Using the listing below, report all lines holding the word "each".
▼▼▼
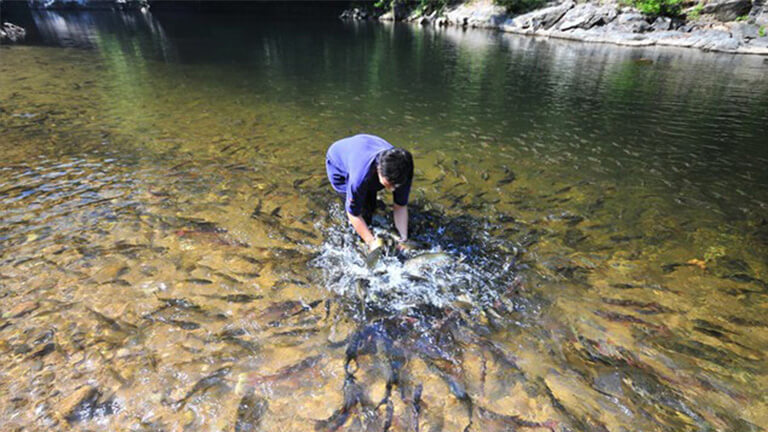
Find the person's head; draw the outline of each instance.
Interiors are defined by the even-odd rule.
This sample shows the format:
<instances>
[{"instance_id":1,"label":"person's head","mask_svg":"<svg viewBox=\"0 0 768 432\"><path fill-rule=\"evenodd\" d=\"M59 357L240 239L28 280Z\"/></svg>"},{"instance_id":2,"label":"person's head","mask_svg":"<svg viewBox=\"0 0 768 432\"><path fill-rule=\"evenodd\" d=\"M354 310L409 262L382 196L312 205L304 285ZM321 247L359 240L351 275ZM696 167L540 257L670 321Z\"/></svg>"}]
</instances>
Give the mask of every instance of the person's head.
<instances>
[{"instance_id":1,"label":"person's head","mask_svg":"<svg viewBox=\"0 0 768 432\"><path fill-rule=\"evenodd\" d=\"M379 153L376 158L379 182L393 191L413 178L413 156L408 150L391 148Z\"/></svg>"}]
</instances>

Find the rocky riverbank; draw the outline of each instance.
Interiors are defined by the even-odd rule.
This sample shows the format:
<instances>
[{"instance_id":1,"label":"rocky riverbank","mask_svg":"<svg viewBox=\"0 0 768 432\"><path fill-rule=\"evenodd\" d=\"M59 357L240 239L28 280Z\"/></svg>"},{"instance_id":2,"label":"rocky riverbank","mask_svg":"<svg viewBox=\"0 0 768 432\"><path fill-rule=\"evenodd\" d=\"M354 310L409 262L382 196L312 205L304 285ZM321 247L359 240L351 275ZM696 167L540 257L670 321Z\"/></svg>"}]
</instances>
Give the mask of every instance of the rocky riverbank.
<instances>
[{"instance_id":1,"label":"rocky riverbank","mask_svg":"<svg viewBox=\"0 0 768 432\"><path fill-rule=\"evenodd\" d=\"M400 6L381 15L352 9L342 13L341 18L488 28L625 46L677 46L768 55L768 8L762 0L709 0L684 11L679 18L649 16L615 2L573 0L551 2L520 15L508 14L492 0L470 0L428 15Z\"/></svg>"}]
</instances>

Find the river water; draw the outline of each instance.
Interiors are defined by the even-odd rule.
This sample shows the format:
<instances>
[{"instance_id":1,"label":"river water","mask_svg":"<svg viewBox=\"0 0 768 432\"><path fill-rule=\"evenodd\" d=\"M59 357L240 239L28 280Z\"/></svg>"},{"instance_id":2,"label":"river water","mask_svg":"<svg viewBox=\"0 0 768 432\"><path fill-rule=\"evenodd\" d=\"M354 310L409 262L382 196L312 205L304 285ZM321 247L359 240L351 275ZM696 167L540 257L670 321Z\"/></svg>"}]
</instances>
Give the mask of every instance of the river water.
<instances>
[{"instance_id":1,"label":"river water","mask_svg":"<svg viewBox=\"0 0 768 432\"><path fill-rule=\"evenodd\" d=\"M768 425L763 58L247 13L20 23L0 429ZM366 265L323 160L360 132L413 152L434 262Z\"/></svg>"}]
</instances>

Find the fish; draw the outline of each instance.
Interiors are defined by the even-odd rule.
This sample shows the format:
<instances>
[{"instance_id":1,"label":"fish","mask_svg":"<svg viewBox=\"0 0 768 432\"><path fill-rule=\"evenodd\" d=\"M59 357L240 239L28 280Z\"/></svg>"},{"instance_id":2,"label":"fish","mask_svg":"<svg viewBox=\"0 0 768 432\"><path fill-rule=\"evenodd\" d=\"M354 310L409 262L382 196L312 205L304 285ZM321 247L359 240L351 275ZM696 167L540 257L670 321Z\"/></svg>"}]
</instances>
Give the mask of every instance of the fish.
<instances>
[{"instance_id":1,"label":"fish","mask_svg":"<svg viewBox=\"0 0 768 432\"><path fill-rule=\"evenodd\" d=\"M252 353L257 353L261 349L259 344L257 344L256 342L251 342L251 341L248 341L248 340L245 340L245 339L240 339L239 337L235 336L234 334L232 334L232 335L224 335L224 334L223 335L219 335L218 340L222 341L222 342L228 342L228 343L231 343L233 345L237 345L240 348L243 348L244 350L252 352Z\"/></svg>"},{"instance_id":2,"label":"fish","mask_svg":"<svg viewBox=\"0 0 768 432\"><path fill-rule=\"evenodd\" d=\"M254 300L264 298L264 296L261 295L251 294L205 295L205 297L224 300L229 303L250 303Z\"/></svg>"},{"instance_id":3,"label":"fish","mask_svg":"<svg viewBox=\"0 0 768 432\"><path fill-rule=\"evenodd\" d=\"M39 351L32 354L30 358L43 358L48 354L52 353L54 350L56 350L56 344L53 342L47 343Z\"/></svg>"},{"instance_id":4,"label":"fish","mask_svg":"<svg viewBox=\"0 0 768 432\"><path fill-rule=\"evenodd\" d=\"M194 386L192 386L192 389L190 389L183 398L174 402L173 405L177 409L181 408L184 406L184 404L187 403L187 400L189 400L189 398L195 394L204 392L205 390L208 390L215 385L221 384L224 381L224 377L229 375L230 372L232 372L232 367L225 366L223 368L217 369L212 374L203 377L200 379L200 381L196 382Z\"/></svg>"},{"instance_id":5,"label":"fish","mask_svg":"<svg viewBox=\"0 0 768 432\"><path fill-rule=\"evenodd\" d=\"M378 247L370 252L365 256L365 265L372 269L376 267L376 264L379 263L379 260L384 255L384 247Z\"/></svg>"},{"instance_id":6,"label":"fish","mask_svg":"<svg viewBox=\"0 0 768 432\"><path fill-rule=\"evenodd\" d=\"M197 330L200 328L200 324L196 322L182 321L182 320L176 320L171 318L165 318L162 316L155 316L154 313L144 315L143 318L152 322L161 322L163 324L176 326L184 330Z\"/></svg>"},{"instance_id":7,"label":"fish","mask_svg":"<svg viewBox=\"0 0 768 432\"><path fill-rule=\"evenodd\" d=\"M237 406L237 419L235 420L235 432L256 432L261 429L264 414L269 409L269 403L264 397L249 391L240 399Z\"/></svg>"},{"instance_id":8,"label":"fish","mask_svg":"<svg viewBox=\"0 0 768 432\"><path fill-rule=\"evenodd\" d=\"M236 391L242 388L253 388L262 384L277 383L291 377L296 377L304 372L314 369L324 357L323 354L310 356L298 363L284 366L268 375L254 372L241 373L238 378Z\"/></svg>"},{"instance_id":9,"label":"fish","mask_svg":"<svg viewBox=\"0 0 768 432\"><path fill-rule=\"evenodd\" d=\"M427 252L408 259L403 263L406 270L418 270L424 266L449 264L454 258L445 252Z\"/></svg>"},{"instance_id":10,"label":"fish","mask_svg":"<svg viewBox=\"0 0 768 432\"><path fill-rule=\"evenodd\" d=\"M168 321L162 321L166 324L171 324L176 327L180 327L184 330L197 330L200 328L200 324L192 322L192 321L181 321L181 320L168 320Z\"/></svg>"},{"instance_id":11,"label":"fish","mask_svg":"<svg viewBox=\"0 0 768 432\"><path fill-rule=\"evenodd\" d=\"M185 310L200 310L200 306L192 303L185 298L160 298L158 300L165 303L165 307L175 307Z\"/></svg>"},{"instance_id":12,"label":"fish","mask_svg":"<svg viewBox=\"0 0 768 432\"><path fill-rule=\"evenodd\" d=\"M184 279L184 282L189 282L189 283L192 283L192 284L195 284L195 285L210 285L210 284L213 283L213 281L211 281L209 279L201 279L201 278Z\"/></svg>"},{"instance_id":13,"label":"fish","mask_svg":"<svg viewBox=\"0 0 768 432\"><path fill-rule=\"evenodd\" d=\"M506 166L504 167L504 174L505 174L504 178L496 182L497 186L504 186L506 184L512 183L513 181L515 181L515 179L517 179L517 176L515 175L515 173L512 172L512 170L510 170Z\"/></svg>"},{"instance_id":14,"label":"fish","mask_svg":"<svg viewBox=\"0 0 768 432\"><path fill-rule=\"evenodd\" d=\"M480 406L476 406L475 410L477 411L479 418L498 424L498 426L503 427L504 429L509 428L509 430L517 430L518 428L542 428L555 431L558 426L558 422L555 420L547 420L544 422L531 421L517 415L499 414Z\"/></svg>"},{"instance_id":15,"label":"fish","mask_svg":"<svg viewBox=\"0 0 768 432\"><path fill-rule=\"evenodd\" d=\"M427 242L419 241L416 239L400 241L400 235L393 232L387 232L386 236L391 240L392 244L400 250L414 251L430 248L430 245Z\"/></svg>"},{"instance_id":16,"label":"fish","mask_svg":"<svg viewBox=\"0 0 768 432\"><path fill-rule=\"evenodd\" d=\"M123 329L123 327L120 325L120 323L117 322L117 320L112 319L106 315L104 315L101 312L95 311L89 307L86 307L88 312L92 313L99 321L106 324L109 328L115 331L120 331Z\"/></svg>"},{"instance_id":17,"label":"fish","mask_svg":"<svg viewBox=\"0 0 768 432\"><path fill-rule=\"evenodd\" d=\"M267 321L272 324L281 319L289 318L294 315L298 315L302 312L314 309L315 306L320 304L322 300L315 300L310 303L305 303L300 300L287 300L280 303L272 303L267 306L266 309L261 311L258 315L258 319Z\"/></svg>"},{"instance_id":18,"label":"fish","mask_svg":"<svg viewBox=\"0 0 768 432\"><path fill-rule=\"evenodd\" d=\"M339 430L347 422L350 415L356 411L358 405L363 408L374 407L373 401L370 400L363 387L355 381L355 377L347 375L344 381L344 401L341 408L334 411L327 419L316 421L315 430Z\"/></svg>"},{"instance_id":19,"label":"fish","mask_svg":"<svg viewBox=\"0 0 768 432\"><path fill-rule=\"evenodd\" d=\"M80 401L72 407L64 419L67 423L77 423L84 420L90 420L94 417L102 417L106 415L112 415L117 410L117 404L112 400L99 403L102 393L96 389L91 388L80 399Z\"/></svg>"},{"instance_id":20,"label":"fish","mask_svg":"<svg viewBox=\"0 0 768 432\"><path fill-rule=\"evenodd\" d=\"M181 238L192 239L200 242L211 243L220 246L232 246L232 247L250 247L248 243L240 240L229 238L226 235L226 230L219 229L215 231L207 229L180 229L176 230L175 234Z\"/></svg>"}]
</instances>

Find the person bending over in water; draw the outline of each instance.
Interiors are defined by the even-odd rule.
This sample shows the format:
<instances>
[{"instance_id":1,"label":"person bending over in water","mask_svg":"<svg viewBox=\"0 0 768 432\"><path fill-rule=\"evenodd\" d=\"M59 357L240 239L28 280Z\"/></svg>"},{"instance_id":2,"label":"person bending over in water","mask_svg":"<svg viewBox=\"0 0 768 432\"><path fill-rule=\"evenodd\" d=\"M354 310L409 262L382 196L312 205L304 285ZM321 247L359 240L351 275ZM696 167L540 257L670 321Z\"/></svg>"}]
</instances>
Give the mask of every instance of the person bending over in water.
<instances>
[{"instance_id":1,"label":"person bending over in water","mask_svg":"<svg viewBox=\"0 0 768 432\"><path fill-rule=\"evenodd\" d=\"M374 251L382 246L369 225L376 211L376 193L392 192L393 218L400 243L408 240L408 195L413 179L413 156L374 135L355 135L331 144L325 155L328 179L344 199L347 218Z\"/></svg>"}]
</instances>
▲▲▲
**Written answer:**
Find the person's head; draw the outline of each instance.
Find the rocky riverbank; draw the outline of each instance.
Find the river water; draw the outline of each instance.
Find the fish; draw the outline of each instance.
Find the person bending over in water; draw the outline of each instance.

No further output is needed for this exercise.